__Extrait de texte__.
+++

Q - L'imprimatur du chef est publiquement mis en cause par B. Mégret. Êtes-vous, ce matin, politiquement encore vivant ?

« Oui, je pense, parce que le putsch qui a été tenté et qui tente de se développer a évidemment échoué, car il reposait sur l'effet de surprise, sur la violence et sur la préméditation. Malheureusement, il se situe hors des statuts et hors des règles de notre mouvement. Le président du FN est élu pour trois ans, comme le président de la République l'est pour sept. J'ai été élu à Strasbourg il y a un an, à l'unanimité, et par conséquent, j'entends poursuivre mon office, remplir ma mission jusqu'en l'an 2000.

Q - B. Mégret dit lui aussi qu'il est élu, qu'il l'a été par le comité central et que le seul comité central peut lui retirer sa délégation ?

« Moi j'ai été élu par l'assemblée générale, et le poste de délégué général ne figure pas dans les statuts du mouvement. C'est un poste que j'avais créé spécialement pour monsieur B. Mégret, et comme son nom l'indique, c'est une délégation. Par conséquent, c'est un pouvoir délégué. Quand le déléguant retire la délégation, le délégataire n'est plus rien. »

+++

__Données__.
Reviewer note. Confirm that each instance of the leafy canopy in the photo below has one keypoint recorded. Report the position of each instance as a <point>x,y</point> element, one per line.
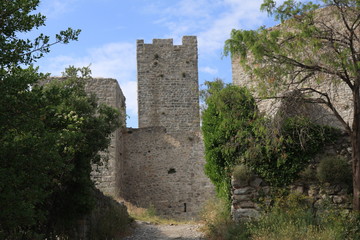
<point>19,17</point>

+++

__Consignes__.
(1) Dans l'extrait d'entretien, recopiez le passage allant de « Q - L'imprimatur » à « jusqu'en l'an 2000. » en remplaçant « Strasbourg » par « Lyon ».
(2) D'après l'extrait d'entretien, pourquoi B. Mégret n'est-il plus rien une fois sa délégation retirée ? Répondez en une à trois phrases.
(3) Rédigez la suite de l'extrait d'entretien à partir de l'endroit où il s'arrête.

__Réponses__.
(1)
Q - L'imprimatur du chef est publiquement mis en cause par B. Mégret. Êtes-vous, ce matin, politiquement encore vivant ?

« Oui, je pense, parce que le putsch qui a été tenté et qui tente de se développer a évidemment échoué, car il reposait sur l'effet de surprise, sur la violence et sur la préméditation. Malheureusement, il se situe hors des statuts et hors des règles de notre mouvement. Le président du FN est élu pour trois ans, comme le président de la République l'est pour sept. J'ai été élu à Lyon il y a un an, à l'unanimité, et par conséquent, j'entends poursuivre mon office, remplir ma mission jusqu'en l'an 2000.

(2) Le poste de délégué général ne figure pas dans les statuts du mouvement et a été créé spécialement pour B. Mégret. C'est donc une délégation, c'est-à-dire un pouvoir délégué. Quand le déléguant retire la délégation, le délégataire n'est plus rien.

(3)
Q - Mais faut-il comprendre que vous êtes le propriétaire du FN ?

« Pas du tout, mais j'en suis le fondateur, j'en suis le président, et à ce titre j'ai en charge son unité et la discipline du mouvement. »

Q - Sans aucun débat à l'intérieur ?

« Bien sûr que si. »

Q - La preuve que non.

« Mais bien sûr que si. Mais l'opération de M. Mégret n'a jamais été débattue devant le bureau politique auquel il appartient. J'en prends un exemple : quand le bureau politique m'a demandé il y a quelques semaines d'être tête de liste aux élections européennes, à l'unanimité, dont la voix de monsieur B. Mégret. Cet organisme se réunit une fois tous les quinze jours. Il comporte quarante membres. Il y a donc toujours la possibilité d'ouvrir là une discussion que M. Mégret et ses séides n'ont jamais voulu ouvrir. Pourquoi ? Parce que c'était de l'extérieur qu'ils préparaient une opération-commando sur le mouvement pour s'efforcer de me remplacer et de prendre les leviers de commande. D'ailleurs, on fait des menaces au FN sur le personnel. On leur dit : « attention, attention, c'est nous qui allons être les patrons ici. » Ce jour n'est pas venu. »

Q - Il paraît que dans les couloirs du Front, certains parlent d'un parti stalinien où on se fait fouiller quand on sort, etc. C'est dire le climat qui règne !

« Vous pensez que les immeubles sont staliniens à partir du moment où on fouille ? »

Q - Je cite les propos d'un militant ?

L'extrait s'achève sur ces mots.